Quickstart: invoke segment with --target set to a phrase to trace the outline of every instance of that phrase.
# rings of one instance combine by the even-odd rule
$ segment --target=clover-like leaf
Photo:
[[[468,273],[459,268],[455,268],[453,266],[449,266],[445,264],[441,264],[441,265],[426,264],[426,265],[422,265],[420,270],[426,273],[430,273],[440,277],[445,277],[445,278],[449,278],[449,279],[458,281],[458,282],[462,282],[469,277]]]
* * *
Turn every line of the records above into a numbered list, skipping any blank lines.

1. Quickstart: invoke segment with --target set to a phrase to trace the outline of every instance of that phrase.
2. # rings of one instance combine by the even-odd rule
3. $ segment --target=clover-like leaf
4. Photo:
5. [[[468,273],[459,268],[455,268],[453,266],[449,266],[445,264],[441,264],[441,265],[426,264],[426,265],[422,265],[420,270],[426,273],[430,273],[440,277],[445,277],[445,278],[449,278],[449,279],[458,281],[458,282],[462,282],[469,277]]]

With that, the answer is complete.